↓↓↓

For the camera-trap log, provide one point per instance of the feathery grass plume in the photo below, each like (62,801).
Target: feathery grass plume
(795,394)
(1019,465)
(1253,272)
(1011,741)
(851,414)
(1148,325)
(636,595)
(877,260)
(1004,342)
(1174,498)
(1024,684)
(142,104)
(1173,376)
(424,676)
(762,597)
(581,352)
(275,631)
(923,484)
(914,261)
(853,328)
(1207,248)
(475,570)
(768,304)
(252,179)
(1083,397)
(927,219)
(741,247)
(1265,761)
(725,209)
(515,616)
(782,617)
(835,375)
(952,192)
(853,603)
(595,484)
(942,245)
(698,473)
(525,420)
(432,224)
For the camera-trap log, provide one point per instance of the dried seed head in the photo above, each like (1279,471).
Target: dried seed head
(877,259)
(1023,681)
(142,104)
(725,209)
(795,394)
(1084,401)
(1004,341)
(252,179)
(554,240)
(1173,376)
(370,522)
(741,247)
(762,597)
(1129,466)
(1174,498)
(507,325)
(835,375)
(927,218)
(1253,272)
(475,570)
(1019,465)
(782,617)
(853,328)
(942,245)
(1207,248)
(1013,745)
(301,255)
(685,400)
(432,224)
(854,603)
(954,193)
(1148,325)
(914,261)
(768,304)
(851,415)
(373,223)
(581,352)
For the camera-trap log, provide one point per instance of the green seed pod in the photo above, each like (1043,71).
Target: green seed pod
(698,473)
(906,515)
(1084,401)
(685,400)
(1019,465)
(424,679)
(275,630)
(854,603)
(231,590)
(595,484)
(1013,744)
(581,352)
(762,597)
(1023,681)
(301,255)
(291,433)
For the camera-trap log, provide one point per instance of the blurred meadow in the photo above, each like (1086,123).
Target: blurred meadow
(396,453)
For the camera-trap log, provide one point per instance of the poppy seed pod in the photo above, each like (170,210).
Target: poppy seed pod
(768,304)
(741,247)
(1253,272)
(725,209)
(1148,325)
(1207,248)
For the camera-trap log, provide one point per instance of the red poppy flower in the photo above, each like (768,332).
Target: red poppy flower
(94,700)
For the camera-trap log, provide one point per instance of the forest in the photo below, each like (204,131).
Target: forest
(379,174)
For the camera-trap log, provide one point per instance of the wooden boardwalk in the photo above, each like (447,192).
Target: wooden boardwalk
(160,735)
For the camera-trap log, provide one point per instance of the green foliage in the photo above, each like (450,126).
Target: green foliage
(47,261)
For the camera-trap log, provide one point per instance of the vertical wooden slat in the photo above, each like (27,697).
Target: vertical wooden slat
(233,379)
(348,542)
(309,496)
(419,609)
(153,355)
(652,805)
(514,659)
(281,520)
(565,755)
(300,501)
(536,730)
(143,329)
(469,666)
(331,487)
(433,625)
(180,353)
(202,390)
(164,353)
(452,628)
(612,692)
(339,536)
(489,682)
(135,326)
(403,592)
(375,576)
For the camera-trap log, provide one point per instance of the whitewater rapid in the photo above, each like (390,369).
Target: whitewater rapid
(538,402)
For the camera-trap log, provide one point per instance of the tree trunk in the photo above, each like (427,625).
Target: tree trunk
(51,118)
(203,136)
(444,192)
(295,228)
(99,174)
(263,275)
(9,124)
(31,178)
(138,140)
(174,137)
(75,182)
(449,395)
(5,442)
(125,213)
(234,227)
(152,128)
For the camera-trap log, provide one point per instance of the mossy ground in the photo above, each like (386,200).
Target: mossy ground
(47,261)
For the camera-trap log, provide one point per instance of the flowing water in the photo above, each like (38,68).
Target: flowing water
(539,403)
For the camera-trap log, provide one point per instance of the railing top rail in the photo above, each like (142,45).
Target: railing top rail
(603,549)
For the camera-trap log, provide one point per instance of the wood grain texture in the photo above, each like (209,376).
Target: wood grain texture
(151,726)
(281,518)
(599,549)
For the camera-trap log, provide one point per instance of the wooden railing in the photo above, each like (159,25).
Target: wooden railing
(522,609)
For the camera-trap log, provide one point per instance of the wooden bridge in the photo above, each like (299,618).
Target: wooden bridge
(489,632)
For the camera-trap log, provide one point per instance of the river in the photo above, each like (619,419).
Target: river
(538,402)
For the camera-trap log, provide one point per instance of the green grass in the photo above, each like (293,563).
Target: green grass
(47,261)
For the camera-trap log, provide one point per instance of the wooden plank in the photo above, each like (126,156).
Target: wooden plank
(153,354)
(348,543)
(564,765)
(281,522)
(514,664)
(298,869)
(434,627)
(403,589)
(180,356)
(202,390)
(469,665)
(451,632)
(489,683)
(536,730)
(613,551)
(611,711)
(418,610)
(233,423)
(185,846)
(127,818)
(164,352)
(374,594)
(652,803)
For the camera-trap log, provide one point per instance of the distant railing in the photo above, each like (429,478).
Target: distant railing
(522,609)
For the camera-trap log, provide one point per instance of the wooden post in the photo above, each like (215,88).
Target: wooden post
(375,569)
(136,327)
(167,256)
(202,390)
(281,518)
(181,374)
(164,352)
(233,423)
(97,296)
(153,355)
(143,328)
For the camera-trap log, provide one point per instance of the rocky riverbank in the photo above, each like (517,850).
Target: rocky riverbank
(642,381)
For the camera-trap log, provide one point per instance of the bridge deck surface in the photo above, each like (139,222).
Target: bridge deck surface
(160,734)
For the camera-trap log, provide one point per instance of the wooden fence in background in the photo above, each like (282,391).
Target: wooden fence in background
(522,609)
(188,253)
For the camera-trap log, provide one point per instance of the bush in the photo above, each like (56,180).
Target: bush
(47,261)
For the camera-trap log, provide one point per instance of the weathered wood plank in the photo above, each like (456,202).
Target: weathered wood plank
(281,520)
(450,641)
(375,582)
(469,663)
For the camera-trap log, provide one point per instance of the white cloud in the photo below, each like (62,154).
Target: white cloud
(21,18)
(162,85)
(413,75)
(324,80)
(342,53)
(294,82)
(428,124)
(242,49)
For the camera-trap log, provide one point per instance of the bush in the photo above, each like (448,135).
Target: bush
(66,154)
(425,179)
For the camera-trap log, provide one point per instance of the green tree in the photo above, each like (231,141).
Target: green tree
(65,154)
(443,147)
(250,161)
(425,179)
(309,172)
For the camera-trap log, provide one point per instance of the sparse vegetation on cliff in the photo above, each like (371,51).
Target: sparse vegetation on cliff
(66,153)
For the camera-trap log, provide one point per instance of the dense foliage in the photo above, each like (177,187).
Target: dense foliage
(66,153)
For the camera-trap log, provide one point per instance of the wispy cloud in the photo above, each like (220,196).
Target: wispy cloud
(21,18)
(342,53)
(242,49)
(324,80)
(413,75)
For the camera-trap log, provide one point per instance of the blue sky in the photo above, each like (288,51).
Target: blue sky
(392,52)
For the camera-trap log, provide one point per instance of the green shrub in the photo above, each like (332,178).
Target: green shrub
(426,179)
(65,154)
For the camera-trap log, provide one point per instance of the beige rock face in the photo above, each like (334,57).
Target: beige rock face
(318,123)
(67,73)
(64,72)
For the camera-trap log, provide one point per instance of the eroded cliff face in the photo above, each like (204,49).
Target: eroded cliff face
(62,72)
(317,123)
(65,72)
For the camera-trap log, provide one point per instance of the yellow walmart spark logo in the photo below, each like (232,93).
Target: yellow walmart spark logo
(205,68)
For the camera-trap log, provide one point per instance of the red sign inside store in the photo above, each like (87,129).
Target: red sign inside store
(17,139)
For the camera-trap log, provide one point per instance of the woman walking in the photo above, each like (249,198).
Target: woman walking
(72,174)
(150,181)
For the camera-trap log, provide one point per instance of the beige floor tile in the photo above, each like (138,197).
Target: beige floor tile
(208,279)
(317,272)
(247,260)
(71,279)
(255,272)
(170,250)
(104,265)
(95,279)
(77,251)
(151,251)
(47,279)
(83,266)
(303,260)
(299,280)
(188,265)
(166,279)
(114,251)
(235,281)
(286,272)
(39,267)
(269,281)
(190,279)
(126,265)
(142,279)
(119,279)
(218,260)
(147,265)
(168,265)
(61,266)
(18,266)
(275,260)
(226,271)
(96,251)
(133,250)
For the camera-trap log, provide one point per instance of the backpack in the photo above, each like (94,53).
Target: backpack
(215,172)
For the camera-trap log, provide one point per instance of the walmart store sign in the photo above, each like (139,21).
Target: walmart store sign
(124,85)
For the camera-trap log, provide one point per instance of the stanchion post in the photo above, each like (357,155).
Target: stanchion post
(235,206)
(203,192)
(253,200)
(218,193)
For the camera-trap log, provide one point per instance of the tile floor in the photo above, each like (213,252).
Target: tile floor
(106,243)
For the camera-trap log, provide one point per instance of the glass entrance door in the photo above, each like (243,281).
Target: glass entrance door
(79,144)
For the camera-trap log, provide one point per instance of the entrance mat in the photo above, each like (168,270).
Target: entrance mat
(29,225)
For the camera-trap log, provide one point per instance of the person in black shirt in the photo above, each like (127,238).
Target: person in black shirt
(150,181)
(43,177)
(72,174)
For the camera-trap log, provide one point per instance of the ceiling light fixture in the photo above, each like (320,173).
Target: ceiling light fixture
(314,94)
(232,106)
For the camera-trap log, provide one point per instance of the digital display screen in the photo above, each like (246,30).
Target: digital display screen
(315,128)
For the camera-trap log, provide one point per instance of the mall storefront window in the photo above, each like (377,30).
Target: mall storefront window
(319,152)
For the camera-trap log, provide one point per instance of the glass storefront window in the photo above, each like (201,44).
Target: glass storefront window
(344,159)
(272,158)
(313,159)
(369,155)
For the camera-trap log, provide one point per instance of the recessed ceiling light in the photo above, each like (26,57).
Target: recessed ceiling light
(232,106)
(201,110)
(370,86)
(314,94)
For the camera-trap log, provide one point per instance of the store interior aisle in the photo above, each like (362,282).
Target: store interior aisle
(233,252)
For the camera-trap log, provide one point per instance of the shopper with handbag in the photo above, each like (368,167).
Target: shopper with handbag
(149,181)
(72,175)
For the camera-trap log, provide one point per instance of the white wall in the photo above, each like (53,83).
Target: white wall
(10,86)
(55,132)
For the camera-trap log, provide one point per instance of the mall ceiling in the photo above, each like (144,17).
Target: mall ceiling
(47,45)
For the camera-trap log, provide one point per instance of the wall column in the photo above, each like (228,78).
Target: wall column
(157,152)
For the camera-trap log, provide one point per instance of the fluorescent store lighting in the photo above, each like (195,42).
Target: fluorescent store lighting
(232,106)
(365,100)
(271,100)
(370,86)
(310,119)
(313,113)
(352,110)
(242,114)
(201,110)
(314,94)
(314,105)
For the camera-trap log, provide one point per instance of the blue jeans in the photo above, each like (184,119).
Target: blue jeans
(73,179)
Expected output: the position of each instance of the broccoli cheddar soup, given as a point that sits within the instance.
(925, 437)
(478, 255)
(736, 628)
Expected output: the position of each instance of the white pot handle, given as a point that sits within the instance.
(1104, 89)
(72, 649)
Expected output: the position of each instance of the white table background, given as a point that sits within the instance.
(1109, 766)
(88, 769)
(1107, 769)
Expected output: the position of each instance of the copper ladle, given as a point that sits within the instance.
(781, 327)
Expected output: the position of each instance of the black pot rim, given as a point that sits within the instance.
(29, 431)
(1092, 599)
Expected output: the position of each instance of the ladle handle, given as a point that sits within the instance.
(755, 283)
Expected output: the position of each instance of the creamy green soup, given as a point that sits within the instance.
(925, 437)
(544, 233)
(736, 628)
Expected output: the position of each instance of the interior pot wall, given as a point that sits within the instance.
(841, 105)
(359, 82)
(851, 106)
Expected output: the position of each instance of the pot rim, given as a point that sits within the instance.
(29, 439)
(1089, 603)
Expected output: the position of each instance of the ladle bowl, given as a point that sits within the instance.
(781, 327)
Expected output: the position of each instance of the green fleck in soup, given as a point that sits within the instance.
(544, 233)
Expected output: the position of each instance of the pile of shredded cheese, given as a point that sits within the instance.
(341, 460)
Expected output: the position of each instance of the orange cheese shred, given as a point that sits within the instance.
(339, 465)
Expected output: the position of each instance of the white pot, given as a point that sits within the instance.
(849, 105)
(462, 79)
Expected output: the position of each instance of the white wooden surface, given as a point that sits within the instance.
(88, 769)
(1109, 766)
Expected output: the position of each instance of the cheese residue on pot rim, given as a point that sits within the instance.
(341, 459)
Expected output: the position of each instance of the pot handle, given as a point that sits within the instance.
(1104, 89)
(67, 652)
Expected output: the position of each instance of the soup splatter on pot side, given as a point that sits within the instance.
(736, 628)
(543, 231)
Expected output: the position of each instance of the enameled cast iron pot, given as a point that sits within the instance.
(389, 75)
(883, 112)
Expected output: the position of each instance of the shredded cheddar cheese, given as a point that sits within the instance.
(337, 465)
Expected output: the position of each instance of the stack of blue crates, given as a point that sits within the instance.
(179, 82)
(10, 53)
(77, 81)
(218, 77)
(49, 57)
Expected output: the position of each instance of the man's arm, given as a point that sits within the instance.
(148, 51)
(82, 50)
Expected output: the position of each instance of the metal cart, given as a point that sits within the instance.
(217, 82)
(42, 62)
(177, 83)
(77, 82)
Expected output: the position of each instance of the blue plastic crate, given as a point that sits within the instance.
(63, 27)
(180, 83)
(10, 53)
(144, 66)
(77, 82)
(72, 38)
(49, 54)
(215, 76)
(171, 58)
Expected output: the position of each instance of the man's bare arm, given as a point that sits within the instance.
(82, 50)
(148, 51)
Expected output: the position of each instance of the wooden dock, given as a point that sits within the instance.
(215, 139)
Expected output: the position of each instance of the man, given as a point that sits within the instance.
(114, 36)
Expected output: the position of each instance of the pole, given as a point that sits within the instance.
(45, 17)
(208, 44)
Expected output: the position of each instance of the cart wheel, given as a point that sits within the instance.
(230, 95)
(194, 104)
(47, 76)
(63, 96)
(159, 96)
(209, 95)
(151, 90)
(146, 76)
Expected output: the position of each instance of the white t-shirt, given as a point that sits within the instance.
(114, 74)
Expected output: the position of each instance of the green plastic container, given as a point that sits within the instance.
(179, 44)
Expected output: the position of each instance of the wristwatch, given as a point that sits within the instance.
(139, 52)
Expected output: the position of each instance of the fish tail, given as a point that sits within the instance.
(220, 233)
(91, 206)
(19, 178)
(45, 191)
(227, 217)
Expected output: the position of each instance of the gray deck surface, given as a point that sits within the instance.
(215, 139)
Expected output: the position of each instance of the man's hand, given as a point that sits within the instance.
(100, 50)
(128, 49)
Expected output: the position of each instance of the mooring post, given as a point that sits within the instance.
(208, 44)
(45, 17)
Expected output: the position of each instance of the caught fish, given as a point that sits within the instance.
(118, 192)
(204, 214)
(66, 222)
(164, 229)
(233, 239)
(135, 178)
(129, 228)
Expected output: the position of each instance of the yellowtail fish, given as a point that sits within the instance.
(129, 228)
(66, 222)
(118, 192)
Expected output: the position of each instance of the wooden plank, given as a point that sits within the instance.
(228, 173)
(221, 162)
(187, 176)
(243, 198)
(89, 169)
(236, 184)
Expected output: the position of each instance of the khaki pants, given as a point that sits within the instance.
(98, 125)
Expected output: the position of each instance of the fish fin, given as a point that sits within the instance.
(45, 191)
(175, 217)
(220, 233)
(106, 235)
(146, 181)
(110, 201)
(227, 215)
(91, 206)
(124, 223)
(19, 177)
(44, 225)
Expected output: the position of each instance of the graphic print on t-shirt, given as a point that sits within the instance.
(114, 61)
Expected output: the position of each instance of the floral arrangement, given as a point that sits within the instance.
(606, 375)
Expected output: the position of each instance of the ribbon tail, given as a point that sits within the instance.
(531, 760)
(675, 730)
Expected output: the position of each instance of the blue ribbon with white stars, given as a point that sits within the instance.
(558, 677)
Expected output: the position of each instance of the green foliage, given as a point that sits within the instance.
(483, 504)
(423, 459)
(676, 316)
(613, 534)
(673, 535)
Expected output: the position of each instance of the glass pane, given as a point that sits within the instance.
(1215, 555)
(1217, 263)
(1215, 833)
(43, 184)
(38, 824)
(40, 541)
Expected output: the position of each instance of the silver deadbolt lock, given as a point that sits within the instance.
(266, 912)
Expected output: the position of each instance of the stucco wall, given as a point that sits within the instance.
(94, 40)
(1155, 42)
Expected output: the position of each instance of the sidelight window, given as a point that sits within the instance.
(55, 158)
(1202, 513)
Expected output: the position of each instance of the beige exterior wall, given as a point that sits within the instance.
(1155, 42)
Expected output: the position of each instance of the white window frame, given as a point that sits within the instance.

↑↑↑

## ASSIGNMENT
Within the material above, find every line containing the word "below" and copy it.

## ANSWER TO THIS TASK
For the camera-trap log, provide one point per instance of the feathery grass plume in the photo below, each like (62,801).
For the camera-trap log, provide one point per instance of the forest in the photo below, each like (204,131).
For the camera-trap log, provide one point per instance of the white cloud in the photo below, each like (62,154).
For the camera-trap log, provide one point per instance of the yellow walmart spark logo in the photo below, each like (232,93).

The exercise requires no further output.